## EXTRAIT
-------
DE NOTRE CORRESPONDANT
L'AMPLEUR du marché de la contrefaçon reste mal connue, mais l'Organisation mondiale de la santé (OMS) estime que 8 à 10 % des médicaments vendus dans le monde sont contrefaits. Ce pourcentage est considérable ; il atteint 25 % et plus dans certains pays africains et asiatiques : le Pakistan et le Nigeria détiendraient un record mondial, avec 50 % de contrefaçons.
Au sein de l'Union européenne, la contrefaçon reste rare, mais augmente nettement en Europe orientale et surtout en Russie, où elle représenterait de 5 à 10 % des médicaments. C'est pour tenter de s'opposer à ces commerces dangereux, qui mettent en cause la santé des populations, que des pharmaciens, des médecins, des industriels, des administrateurs de la santé et du médicament, des juristes et des policiers se sont réunis au Conseil de l'Europe à Strasbourg.
Législations imparfaites.
-------
## DONNÉES FOURNIES

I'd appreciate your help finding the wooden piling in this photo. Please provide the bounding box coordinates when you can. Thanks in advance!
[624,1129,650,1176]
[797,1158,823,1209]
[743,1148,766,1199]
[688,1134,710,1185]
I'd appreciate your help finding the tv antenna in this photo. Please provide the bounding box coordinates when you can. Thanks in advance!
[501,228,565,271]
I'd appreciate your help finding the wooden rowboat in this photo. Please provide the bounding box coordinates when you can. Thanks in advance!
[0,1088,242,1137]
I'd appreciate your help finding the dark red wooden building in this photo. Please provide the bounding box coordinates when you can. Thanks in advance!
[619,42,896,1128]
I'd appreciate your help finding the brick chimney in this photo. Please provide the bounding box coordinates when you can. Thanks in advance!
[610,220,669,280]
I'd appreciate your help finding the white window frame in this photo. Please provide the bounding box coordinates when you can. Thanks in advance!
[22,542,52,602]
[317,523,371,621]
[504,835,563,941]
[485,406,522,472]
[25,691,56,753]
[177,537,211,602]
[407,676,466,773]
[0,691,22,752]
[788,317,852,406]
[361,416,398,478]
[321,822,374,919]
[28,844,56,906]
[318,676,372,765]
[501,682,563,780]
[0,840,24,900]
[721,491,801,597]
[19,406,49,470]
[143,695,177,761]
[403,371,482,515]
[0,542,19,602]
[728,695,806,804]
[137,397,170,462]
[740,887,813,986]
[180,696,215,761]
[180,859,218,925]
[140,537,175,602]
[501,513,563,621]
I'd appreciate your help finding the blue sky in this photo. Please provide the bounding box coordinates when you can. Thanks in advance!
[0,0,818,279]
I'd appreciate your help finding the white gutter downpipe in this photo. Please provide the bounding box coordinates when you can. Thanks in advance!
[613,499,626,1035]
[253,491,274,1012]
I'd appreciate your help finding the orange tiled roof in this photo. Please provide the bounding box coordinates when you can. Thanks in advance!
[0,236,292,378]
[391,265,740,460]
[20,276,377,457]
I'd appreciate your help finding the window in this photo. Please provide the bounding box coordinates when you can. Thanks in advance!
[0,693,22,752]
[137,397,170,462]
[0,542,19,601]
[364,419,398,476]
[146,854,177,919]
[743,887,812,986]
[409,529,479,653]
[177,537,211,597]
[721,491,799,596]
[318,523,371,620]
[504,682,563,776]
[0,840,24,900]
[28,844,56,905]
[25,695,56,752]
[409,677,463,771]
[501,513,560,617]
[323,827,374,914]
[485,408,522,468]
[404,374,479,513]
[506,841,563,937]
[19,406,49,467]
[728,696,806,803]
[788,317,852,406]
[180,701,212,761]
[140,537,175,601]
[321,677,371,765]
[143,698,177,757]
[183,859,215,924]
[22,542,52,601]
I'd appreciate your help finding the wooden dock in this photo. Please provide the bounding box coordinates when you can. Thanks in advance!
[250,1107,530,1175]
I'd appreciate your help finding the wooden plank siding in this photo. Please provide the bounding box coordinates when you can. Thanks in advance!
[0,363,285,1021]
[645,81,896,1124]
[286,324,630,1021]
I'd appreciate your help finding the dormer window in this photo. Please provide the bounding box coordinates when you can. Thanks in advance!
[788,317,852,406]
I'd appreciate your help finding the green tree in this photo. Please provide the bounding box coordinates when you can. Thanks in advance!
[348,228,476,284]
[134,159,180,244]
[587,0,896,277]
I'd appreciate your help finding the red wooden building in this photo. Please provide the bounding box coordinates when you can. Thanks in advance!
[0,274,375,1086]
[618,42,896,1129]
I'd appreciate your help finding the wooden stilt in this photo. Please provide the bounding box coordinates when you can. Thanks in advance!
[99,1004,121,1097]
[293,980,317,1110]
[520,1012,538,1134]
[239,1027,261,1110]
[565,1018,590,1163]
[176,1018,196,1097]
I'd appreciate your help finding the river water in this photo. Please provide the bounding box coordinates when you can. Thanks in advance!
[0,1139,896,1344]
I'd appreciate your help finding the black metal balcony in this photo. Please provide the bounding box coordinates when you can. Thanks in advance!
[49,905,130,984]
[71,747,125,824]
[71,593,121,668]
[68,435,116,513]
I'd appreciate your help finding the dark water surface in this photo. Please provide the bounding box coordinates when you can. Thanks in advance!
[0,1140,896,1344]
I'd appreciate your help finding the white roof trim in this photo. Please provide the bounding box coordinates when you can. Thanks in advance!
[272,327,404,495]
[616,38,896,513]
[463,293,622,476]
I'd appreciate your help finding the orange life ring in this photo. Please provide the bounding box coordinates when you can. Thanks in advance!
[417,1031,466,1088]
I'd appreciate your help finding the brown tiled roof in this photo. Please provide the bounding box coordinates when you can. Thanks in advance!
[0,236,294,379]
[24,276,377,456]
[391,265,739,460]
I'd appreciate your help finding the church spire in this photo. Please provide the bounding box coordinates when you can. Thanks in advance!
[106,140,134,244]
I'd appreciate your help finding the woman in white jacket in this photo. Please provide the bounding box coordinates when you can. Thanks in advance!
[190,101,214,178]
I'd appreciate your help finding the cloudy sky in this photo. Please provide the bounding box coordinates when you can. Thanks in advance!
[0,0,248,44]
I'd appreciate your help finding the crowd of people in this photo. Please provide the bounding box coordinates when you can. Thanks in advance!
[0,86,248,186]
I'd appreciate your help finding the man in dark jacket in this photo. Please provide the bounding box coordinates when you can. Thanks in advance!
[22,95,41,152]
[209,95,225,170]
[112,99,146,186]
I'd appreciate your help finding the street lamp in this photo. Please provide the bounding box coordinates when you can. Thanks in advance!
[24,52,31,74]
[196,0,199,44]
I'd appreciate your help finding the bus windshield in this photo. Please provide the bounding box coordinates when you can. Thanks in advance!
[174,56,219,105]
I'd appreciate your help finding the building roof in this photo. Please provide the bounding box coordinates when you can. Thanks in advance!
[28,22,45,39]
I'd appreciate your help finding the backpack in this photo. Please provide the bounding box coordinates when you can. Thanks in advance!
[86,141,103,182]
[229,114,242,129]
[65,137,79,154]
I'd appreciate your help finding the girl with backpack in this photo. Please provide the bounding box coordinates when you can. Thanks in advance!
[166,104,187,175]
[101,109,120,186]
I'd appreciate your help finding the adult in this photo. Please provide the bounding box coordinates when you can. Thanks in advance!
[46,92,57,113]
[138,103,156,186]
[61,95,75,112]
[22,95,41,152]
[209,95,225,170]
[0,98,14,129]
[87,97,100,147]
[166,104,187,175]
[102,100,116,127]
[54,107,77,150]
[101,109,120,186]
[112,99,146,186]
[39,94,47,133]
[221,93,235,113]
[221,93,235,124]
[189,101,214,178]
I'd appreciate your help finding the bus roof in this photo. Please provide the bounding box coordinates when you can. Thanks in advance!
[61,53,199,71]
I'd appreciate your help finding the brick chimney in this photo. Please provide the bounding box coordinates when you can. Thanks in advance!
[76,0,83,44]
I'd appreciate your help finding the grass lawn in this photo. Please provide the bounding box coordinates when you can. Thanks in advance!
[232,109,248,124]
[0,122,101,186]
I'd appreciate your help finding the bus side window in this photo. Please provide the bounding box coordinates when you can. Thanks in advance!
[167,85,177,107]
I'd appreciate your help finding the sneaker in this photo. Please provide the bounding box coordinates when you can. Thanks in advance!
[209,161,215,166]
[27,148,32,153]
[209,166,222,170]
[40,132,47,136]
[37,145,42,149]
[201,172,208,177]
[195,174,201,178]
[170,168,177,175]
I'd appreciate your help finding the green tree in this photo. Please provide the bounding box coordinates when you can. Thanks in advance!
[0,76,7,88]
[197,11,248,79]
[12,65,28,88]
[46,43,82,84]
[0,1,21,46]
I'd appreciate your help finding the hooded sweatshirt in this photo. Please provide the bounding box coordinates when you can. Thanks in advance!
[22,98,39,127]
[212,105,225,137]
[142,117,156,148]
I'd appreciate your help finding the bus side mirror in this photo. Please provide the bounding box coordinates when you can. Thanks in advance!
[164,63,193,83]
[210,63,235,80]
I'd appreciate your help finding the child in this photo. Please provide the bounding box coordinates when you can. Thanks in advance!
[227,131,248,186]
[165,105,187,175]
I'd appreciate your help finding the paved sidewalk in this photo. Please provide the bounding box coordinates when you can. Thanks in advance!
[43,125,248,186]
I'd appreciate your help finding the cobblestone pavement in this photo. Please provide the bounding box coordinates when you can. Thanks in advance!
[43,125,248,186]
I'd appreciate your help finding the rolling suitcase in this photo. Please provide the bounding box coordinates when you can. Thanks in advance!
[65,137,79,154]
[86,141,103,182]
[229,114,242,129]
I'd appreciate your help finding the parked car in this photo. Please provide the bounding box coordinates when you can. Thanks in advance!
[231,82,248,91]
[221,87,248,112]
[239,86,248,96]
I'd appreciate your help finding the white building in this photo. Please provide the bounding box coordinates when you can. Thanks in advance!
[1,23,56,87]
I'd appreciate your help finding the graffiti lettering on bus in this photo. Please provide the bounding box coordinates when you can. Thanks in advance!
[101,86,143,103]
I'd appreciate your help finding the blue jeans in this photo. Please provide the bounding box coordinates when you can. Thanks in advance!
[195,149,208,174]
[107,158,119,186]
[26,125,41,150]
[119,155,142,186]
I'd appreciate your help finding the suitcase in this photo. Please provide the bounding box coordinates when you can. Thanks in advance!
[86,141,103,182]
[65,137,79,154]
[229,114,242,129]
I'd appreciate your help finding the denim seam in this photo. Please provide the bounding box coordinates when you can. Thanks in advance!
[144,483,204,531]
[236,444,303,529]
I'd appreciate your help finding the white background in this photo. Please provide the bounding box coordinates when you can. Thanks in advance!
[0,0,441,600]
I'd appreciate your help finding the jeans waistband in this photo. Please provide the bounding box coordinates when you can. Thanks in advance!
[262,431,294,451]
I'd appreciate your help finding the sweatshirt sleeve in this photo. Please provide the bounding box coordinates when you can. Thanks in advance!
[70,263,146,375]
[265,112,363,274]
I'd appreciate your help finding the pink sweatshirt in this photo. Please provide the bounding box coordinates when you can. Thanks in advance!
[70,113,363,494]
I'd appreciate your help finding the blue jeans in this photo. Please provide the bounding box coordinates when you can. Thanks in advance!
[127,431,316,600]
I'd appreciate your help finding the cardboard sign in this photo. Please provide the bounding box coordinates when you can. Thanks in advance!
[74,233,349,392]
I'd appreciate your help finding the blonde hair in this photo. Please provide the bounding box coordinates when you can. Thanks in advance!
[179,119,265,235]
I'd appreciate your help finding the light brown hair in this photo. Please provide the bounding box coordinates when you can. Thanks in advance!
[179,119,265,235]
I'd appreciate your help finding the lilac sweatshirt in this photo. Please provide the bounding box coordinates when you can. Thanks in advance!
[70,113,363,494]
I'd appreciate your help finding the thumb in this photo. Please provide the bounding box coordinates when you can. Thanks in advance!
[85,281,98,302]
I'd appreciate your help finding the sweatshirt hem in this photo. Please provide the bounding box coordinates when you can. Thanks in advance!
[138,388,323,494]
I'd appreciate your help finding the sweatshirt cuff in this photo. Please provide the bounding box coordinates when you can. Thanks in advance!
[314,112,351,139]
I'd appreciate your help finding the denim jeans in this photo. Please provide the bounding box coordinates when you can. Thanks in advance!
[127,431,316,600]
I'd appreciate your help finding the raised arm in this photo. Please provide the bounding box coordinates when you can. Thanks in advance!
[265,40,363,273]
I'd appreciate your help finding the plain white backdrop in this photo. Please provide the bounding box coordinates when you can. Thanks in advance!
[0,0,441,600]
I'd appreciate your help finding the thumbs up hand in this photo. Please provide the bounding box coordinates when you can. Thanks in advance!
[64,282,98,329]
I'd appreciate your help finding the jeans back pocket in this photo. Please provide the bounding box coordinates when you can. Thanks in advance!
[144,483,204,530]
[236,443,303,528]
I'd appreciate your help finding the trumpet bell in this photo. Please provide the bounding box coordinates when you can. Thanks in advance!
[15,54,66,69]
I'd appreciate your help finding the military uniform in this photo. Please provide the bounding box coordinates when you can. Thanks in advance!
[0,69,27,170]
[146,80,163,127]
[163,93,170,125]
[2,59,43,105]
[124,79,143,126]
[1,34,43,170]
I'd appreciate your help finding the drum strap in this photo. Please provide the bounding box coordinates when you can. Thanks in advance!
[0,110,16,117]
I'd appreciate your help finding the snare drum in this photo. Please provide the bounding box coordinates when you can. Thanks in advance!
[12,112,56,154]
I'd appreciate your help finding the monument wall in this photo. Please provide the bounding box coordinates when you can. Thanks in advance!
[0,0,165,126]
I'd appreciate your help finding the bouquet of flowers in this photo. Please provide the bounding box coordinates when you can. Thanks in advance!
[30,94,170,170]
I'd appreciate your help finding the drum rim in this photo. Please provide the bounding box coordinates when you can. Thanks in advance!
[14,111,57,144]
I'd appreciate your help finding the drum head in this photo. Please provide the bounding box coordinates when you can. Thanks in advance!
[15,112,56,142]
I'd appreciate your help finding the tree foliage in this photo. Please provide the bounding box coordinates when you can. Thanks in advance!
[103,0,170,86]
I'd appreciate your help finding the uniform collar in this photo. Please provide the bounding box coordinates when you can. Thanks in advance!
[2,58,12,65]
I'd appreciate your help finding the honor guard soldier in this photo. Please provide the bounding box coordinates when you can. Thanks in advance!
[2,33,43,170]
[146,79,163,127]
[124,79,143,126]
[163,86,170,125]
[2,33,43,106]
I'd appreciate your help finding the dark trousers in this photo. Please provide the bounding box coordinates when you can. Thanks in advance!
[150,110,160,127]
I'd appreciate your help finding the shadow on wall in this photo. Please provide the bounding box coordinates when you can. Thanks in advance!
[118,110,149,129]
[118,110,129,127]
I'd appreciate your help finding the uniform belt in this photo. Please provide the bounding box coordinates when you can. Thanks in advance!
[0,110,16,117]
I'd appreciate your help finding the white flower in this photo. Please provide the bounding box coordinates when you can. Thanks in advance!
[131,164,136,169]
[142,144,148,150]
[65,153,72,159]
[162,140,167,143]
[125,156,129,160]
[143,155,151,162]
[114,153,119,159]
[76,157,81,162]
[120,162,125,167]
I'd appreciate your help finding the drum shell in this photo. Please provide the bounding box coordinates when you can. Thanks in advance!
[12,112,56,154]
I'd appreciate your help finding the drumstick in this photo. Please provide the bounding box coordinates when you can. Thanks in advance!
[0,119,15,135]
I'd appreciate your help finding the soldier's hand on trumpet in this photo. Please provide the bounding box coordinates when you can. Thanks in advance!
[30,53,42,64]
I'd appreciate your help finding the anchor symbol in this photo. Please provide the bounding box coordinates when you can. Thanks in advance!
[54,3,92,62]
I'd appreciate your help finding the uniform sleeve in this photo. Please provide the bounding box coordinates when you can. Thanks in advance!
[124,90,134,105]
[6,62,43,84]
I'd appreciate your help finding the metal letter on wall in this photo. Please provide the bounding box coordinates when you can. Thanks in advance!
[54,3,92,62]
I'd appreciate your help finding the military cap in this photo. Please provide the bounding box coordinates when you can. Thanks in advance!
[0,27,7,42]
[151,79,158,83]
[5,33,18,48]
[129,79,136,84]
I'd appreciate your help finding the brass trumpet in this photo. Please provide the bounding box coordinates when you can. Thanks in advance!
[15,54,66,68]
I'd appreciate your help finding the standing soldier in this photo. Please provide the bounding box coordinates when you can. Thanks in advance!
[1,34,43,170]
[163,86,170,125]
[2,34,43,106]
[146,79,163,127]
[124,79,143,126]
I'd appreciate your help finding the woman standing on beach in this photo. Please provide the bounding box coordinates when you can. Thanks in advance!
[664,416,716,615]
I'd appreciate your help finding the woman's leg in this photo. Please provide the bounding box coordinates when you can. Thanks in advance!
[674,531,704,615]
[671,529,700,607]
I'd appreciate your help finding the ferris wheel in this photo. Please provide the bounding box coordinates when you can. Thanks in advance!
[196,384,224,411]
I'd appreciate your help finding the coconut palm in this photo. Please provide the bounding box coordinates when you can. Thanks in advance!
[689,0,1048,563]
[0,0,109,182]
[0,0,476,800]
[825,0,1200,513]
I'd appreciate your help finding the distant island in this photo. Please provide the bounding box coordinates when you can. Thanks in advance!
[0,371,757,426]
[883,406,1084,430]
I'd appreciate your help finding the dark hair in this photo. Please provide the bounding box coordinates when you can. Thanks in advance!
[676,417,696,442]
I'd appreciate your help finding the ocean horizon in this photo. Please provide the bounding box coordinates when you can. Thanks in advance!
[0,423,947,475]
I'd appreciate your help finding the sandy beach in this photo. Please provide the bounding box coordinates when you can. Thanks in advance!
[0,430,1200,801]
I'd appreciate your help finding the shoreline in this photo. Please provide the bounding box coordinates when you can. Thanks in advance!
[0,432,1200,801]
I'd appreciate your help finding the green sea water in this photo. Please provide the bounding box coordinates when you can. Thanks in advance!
-------
## CONSIGNES
[1] Répondez à ces questions sur l'extrait consacré à la contrefaçon de médicaments.
(a) D'après l'OMS, quelle proportion des médicaments vendus dans le monde serait contrefaite ?
(b) Quels pays détiendraient le record mondial, et avec quel taux ?
(c) Dans quelle institution et dans quelle ville les participants se sont-ils réunis ?
[2] Indiquez si chaque affirmation concorde avec l'extrait sur la contrefaçon de médicaments, en citant les mots du texte qui tranchent.
(a) La contrefaçon est fréquente au sein de l'Union européenne.
(b) En Russie, la contrefaçon représenterait de 5 à 10 % des médicaments.
(c) L'ampleur du marché de la contrefaçon est bien connue.
[3] Prolongez l'extrait sur la contrefaçon de médicaments à partir de ses derniers mots.
Les données proviennent d'une autre source que le texte.

## RÉPONSES
[1]
(a) De 8 à 10 %.
(b) Le Pakistan et le Nigeria, avec 50 % de contrefaçons.
(c) Au Conseil de l'Europe, à Strasbourg.

[2]
(a) Non : « Au sein de l'Union européenne, la contrefaçon reste rare ».
(b) Oui : « en Russie, où elle représenterait de 5 à 10 % des médicaments ».
(c) Non : « L'AMPLEUR du marché de la contrefaçon reste mal connue ».

[3]
Comme le rappelle dans ses documents la division de la santé du Conseil, les législations pharmaceutiques actuelles ne répondent qu'imparfaitement aux défis posés par les contrefaçons dans le monde. Celles-ci se développent d'autant plus vite qu'elles dégagent des bénéfices énormes pour les « producteurs », qui peuvent « travailler dans un garage » sans grands investissements. Les produits contrefaits sont généralement inertes ou inefficaces, mais peuvent se révéler très toxiques, comme l'ont montré plusieurs accidents dans le tiers-monde ces dernières années (1).
Les services de pharmacovigilance sont souvent démunis pour détecter des contrefaçons, et il n'existe aucun système d'alerte international dans ce domaine. La perméabilité des marchés du médicament, en particulier avec l'Europe orientale, le développement des ventes par Internet et les circuits pharmaceutiques complexes, dont certaines importations parallèles, facilitent l'irruption de contrefaçons sur le marché européen, y compris dans les pharmacies. En 2004, du faux Viagra a été saisi dans une officine britannique, et de grandes quantités d'autres contrefaçons destinées à la vente par Internet ont été saisies en Espagne. Si l'amoxicilline reste la molécule la plus fréquemment contrefaite, car les médicaments de cette substance sont parmi les plus prescrites, les « médicaments de style de vie », dont les stimulants sexuels ou intellectuels, sont très prisés des contrefacteurs.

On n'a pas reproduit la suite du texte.